**Work instructions**
Produce the listing below again, exactly as shown.

**Data excerpts**

------------------------------------

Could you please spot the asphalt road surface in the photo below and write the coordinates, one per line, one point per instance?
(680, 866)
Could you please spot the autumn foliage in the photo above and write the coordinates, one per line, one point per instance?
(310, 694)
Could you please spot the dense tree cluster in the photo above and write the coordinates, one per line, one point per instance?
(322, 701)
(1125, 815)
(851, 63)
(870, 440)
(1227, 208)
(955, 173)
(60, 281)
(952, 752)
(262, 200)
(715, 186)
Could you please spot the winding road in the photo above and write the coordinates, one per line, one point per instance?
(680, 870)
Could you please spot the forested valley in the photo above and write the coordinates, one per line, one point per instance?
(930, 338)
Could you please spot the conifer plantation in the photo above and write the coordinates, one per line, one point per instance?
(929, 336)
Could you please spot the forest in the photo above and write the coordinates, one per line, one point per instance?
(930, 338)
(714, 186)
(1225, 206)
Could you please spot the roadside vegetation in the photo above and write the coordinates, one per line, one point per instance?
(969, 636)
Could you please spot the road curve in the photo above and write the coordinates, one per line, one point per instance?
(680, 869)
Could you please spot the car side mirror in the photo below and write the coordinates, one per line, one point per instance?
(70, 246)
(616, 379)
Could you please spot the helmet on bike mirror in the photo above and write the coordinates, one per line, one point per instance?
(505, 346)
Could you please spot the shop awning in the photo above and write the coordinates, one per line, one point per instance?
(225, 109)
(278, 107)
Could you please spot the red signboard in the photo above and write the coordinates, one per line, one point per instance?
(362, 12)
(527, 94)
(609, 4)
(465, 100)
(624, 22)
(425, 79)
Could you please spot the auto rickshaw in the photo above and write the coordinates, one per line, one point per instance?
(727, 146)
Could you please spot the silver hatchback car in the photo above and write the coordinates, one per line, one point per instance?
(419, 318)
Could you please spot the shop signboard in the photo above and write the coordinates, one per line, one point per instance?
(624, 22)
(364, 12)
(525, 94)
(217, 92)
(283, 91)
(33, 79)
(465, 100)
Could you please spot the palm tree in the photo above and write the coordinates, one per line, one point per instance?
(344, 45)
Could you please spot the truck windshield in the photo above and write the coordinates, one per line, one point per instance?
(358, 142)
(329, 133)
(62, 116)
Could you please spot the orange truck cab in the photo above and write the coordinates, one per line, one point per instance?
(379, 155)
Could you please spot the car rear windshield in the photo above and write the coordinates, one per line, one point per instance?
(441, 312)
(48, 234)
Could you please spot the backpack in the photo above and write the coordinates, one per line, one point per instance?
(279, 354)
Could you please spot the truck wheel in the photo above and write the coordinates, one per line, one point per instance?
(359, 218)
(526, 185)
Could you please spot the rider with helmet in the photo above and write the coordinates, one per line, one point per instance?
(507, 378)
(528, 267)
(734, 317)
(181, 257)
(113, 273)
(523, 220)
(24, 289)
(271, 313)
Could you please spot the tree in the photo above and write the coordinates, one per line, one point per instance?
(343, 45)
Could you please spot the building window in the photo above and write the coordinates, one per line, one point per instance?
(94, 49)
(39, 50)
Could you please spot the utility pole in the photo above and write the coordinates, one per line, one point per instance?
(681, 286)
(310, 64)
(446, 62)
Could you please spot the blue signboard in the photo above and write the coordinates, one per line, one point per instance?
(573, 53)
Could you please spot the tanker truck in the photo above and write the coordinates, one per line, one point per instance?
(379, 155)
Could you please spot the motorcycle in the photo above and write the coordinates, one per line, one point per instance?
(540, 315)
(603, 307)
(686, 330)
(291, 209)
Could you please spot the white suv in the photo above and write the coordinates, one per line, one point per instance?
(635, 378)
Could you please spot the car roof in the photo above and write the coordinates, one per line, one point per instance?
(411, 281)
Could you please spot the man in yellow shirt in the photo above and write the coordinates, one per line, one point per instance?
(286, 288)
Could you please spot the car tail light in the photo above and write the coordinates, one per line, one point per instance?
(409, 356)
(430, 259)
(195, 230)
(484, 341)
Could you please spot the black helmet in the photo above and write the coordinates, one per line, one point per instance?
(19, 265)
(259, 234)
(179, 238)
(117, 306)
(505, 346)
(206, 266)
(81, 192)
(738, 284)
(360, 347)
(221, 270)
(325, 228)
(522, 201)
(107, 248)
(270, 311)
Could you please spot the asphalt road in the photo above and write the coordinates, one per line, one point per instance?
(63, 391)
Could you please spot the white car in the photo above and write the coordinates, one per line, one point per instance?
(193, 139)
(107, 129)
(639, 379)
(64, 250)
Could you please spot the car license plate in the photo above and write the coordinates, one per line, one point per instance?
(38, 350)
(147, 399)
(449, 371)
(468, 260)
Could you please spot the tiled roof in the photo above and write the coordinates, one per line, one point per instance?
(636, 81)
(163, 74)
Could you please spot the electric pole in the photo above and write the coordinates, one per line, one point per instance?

------------------------------------

**Task response**
Could you please spot the asphalt road surface in the photo below and write the coordinates, one per line, one point per instance?
(680, 866)
Could you please spot the autumn foliage in the photo above and write the coordinates, one per line, one point per instance?
(310, 694)
Could you please spot the dense tree cluster in the photo above and write the coordinates, one per line, one point per instance?
(322, 701)
(1125, 815)
(851, 63)
(870, 440)
(1227, 208)
(955, 173)
(60, 281)
(952, 752)
(262, 200)
(715, 186)
Could you please spot the winding road in the photo above and write the coordinates, one per line, one point per instance?
(680, 870)
Could you please spot the forested valley in the photo above and write the coordinates, one per line, one point per instance?
(930, 338)
Could you please spot the conifer plantation in the photo above and write the coordinates, one per line, one point per instance?
(929, 336)
Could you please spot the forest in the photo above and write the coordinates, one per line, one point per instance?
(930, 338)
(714, 186)
(1225, 206)
Could you please spot the roadside vegetation in the photo above and write the coordinates, one per line, one point per instance?
(969, 636)
Could you please spot the road curve in the photo above and write the coordinates, one per line, one point per instance?
(680, 869)
Could you please spot the car side mirror in the photo below and write the coordinates, one per line, one point per instance?
(70, 246)
(616, 379)
Could you please spot the helmet on bike mirror in the photo above and write the coordinates, one per line, one point per instance?
(505, 346)
Could you please spot the shop awning in the photo above and write the coordinates, one per line, one point per instance?
(225, 109)
(278, 107)
Could you please spot the red signboard in the photo above and write the coordinates, one per line, one point per instance?
(362, 12)
(527, 94)
(609, 4)
(465, 100)
(624, 22)
(425, 79)
Could you please spot the auto rickshaw in the photo above and write the coordinates, one per line, one point per instance?
(727, 146)
Could you please spot the silver hatchback car in the photo above and write the coordinates, one per line, one point per instance?
(419, 318)
Could you please spot the shop signboard in the photo above and write the coordinates, one per line, one point per instance?
(624, 22)
(364, 12)
(525, 94)
(217, 92)
(283, 91)
(33, 79)
(465, 100)
Could you please spot the palm tree in the photo above and write the coordinates, one per line, one point per instance?
(344, 45)
Could you please spot the truck windshield in the photo above and write the coordinates, one per line, one point per instance?
(358, 142)
(329, 133)
(62, 116)
Could you please spot the orange truck cab in the photo above and write the coordinates, one per line, one point per instance?
(379, 155)
Could you please spot the car rear windshield in the photo above and write the coordinates, one per line, one point per instance?
(441, 312)
(48, 234)
Could you please spot the backpack in the photo above and write the coordinates, one per line, one point per instance?
(279, 354)
Could you please spot the truck wheel in the photo above and write the coordinates, one per line, one point per instance?
(359, 218)
(526, 185)
Could you please spot the rider with helmet in the photo above and write the coordinates, one per line, one point per instance?
(507, 378)
(528, 267)
(734, 317)
(181, 257)
(113, 273)
(523, 220)
(24, 289)
(271, 313)
Could you please spot the tree in the photo above and write the coordinates, one per line, one point per instance?
(343, 45)
Could you please spot the building window in the photo above and write the coordinates, one per line, one point per instance?
(94, 49)
(39, 50)
Could you please spot the utility pole in the photo above and write the coordinates, one per line, one point per instance?
(681, 286)
(310, 64)
(446, 62)
Could you please spot the blue signboard in the photo above and write the coordinates, one per line, one point per instance?
(573, 53)
Could you please spot the tanker truck in the photo above and write the coordinates, one per line, one point per instance?
(379, 155)
Could you please spot the motorcycle in the photo above and write the coordinates, one per line, one point per instance?
(540, 315)
(603, 307)
(686, 330)
(291, 209)
Could you please spot the white suv in the photo above and write the coordinates, one per line, one point per instance?
(635, 378)
Could you please spot the car roof in the photo above and write the coordinates, one per line, one point per instance?
(411, 281)
Could you please spot the man in yellow shirt in the photo above and write the coordinates, one per line, one point per instance?
(286, 288)
Could you please spot the car tail light in the photo above and write the coordinates, one per line, one point per instance?
(409, 356)
(430, 259)
(195, 230)
(484, 341)
Could you please spot the black helmet in the photo above and write the coordinates, one per line, one point per instance?
(19, 265)
(259, 234)
(179, 238)
(117, 306)
(505, 346)
(206, 266)
(81, 192)
(738, 284)
(360, 347)
(221, 270)
(325, 228)
(522, 201)
(107, 248)
(270, 311)
Could you please spot the asphalt road in the photo above and write the coordinates, one per line, one point per instance?
(63, 391)
Could you please spot the white car in the photo above and write the coordinates, one per line, one point per instance?
(193, 139)
(107, 129)
(639, 379)
(64, 250)
Could you please spot the car license plate in the photo above and write the coordinates, one per line, one point per instance?
(38, 350)
(147, 399)
(449, 371)
(468, 260)
Could you please spot the tiled roof in the photo above and write the coordinates, one per line, one point per instance?
(636, 81)
(163, 74)
Could you please spot the electric pole in the photo above and write the coordinates, one per line, one point per instance?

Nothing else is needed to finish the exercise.